--- start of Dataset entries ---

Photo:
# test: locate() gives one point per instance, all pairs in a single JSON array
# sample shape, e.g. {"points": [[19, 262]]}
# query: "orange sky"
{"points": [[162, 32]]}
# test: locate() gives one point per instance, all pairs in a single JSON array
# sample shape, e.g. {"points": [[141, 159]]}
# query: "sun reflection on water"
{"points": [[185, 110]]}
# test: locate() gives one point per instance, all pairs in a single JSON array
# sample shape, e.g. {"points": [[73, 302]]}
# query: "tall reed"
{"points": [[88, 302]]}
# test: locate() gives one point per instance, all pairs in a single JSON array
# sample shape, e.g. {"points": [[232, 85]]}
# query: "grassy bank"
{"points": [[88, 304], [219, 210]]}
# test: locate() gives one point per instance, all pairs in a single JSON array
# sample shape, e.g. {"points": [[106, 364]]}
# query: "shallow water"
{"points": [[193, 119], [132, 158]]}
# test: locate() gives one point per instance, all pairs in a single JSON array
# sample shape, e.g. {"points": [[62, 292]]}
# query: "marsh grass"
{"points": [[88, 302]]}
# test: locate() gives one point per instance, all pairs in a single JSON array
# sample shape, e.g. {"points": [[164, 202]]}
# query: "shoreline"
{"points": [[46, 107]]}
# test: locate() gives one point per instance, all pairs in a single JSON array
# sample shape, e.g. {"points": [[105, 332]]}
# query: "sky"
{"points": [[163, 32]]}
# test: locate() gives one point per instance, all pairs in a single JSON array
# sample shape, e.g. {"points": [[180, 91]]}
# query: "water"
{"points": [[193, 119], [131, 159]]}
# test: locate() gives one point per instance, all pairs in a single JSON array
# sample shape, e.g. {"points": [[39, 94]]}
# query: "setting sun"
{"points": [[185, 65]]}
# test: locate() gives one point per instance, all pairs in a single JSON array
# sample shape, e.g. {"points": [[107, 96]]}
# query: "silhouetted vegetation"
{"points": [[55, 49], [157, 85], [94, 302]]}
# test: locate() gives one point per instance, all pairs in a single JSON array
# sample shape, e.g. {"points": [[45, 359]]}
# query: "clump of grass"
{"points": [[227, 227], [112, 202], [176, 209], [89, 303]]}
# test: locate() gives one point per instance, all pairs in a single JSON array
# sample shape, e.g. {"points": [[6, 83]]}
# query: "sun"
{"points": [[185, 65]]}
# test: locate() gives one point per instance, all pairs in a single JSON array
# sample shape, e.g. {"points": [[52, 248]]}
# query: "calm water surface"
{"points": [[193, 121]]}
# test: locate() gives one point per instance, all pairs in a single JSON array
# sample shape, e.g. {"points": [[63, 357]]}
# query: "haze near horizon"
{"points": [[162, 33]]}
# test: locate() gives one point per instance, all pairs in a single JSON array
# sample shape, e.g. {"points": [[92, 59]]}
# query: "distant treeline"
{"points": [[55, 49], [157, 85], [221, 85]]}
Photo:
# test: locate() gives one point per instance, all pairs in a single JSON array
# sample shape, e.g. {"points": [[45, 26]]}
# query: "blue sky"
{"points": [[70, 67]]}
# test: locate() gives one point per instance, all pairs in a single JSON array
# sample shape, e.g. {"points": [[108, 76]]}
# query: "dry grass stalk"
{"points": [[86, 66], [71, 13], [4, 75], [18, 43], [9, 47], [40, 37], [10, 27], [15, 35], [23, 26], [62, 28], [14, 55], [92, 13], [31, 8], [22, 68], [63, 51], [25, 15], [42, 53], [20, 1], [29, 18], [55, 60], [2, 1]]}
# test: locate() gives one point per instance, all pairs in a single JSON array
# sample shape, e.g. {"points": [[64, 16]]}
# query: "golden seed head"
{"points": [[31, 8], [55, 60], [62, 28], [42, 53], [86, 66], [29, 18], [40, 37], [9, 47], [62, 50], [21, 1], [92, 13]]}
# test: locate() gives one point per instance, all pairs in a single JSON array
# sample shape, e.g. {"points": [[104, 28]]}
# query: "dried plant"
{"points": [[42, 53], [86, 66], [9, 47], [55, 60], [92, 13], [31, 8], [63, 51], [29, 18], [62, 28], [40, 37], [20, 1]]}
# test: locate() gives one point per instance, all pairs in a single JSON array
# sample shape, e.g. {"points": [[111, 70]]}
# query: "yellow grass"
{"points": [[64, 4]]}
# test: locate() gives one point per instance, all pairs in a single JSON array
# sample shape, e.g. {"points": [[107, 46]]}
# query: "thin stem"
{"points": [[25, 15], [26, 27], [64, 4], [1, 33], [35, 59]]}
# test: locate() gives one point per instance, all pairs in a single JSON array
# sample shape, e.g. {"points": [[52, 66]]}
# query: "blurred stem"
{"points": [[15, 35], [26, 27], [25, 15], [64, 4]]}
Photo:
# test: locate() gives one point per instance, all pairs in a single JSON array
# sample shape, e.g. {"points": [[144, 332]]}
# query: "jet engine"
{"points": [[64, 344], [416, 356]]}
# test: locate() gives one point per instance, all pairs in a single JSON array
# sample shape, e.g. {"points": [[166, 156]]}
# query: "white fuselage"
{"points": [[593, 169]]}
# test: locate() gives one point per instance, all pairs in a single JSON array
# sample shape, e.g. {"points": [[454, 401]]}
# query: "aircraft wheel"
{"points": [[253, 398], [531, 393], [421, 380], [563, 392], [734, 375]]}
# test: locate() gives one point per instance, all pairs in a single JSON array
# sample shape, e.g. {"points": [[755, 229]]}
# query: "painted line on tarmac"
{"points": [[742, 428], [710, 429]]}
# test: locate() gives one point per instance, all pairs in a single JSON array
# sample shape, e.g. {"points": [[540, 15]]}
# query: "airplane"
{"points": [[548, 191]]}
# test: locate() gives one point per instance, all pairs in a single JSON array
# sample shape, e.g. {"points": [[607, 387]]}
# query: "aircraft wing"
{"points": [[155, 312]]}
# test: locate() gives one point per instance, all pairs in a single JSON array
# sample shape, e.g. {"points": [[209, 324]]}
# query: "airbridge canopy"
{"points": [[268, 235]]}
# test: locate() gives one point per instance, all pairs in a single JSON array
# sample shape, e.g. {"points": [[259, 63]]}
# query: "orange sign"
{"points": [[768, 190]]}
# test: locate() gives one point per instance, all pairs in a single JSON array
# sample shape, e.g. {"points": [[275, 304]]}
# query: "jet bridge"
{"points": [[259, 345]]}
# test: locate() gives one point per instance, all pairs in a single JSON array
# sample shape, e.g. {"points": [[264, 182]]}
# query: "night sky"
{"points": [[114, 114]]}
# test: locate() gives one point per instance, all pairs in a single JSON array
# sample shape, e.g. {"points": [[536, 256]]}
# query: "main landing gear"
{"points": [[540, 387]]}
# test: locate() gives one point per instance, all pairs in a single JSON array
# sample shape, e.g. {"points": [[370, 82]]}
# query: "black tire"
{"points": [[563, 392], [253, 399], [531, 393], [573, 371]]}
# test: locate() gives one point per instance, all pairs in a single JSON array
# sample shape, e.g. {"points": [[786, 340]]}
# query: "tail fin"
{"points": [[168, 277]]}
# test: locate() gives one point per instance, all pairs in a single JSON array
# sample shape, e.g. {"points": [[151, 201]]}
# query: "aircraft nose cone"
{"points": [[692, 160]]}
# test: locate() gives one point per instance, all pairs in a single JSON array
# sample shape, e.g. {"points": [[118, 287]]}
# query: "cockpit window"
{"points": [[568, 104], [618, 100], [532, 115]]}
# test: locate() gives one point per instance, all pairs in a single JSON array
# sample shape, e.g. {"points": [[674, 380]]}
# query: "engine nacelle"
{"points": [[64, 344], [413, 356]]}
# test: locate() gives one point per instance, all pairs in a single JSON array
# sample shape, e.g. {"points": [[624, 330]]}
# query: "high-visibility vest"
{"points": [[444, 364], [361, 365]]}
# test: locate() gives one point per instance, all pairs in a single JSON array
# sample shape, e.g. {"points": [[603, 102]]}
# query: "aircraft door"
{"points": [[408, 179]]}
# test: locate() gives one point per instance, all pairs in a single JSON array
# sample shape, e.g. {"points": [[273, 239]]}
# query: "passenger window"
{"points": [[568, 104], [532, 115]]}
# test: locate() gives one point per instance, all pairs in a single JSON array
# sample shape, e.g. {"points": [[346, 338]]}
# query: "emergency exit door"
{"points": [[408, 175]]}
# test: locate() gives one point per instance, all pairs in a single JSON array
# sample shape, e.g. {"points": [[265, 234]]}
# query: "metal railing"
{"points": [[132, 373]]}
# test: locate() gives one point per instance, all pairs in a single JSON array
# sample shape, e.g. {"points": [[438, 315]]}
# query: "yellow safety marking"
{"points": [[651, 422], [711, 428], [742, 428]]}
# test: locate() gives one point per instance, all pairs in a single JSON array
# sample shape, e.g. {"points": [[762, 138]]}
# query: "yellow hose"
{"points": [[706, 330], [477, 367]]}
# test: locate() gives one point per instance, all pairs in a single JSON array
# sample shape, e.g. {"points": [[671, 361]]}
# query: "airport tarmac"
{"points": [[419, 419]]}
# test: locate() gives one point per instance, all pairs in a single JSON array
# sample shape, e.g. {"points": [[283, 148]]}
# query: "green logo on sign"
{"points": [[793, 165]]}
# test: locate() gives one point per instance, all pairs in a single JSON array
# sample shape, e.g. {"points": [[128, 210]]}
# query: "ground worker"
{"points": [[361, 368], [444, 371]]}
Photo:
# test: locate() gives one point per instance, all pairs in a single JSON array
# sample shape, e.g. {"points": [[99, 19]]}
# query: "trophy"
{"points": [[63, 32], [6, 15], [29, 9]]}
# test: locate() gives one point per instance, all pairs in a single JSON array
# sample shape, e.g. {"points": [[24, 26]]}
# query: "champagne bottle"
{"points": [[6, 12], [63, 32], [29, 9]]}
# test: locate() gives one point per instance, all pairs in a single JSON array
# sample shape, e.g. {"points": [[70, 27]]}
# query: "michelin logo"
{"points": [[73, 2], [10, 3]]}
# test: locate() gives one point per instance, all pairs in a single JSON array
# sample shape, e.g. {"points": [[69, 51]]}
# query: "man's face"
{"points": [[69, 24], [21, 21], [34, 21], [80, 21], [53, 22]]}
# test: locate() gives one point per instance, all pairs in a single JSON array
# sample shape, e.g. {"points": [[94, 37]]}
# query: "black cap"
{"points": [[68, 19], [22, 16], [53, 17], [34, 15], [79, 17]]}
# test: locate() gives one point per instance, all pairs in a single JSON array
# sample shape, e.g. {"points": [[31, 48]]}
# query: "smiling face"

--- end of Dataset entries ---

Job ▸
Please state how many lines of the records above contain the string "aircraft", counting only case-sensitive matches. Give the number alone.

Answer to the exercise ▸
4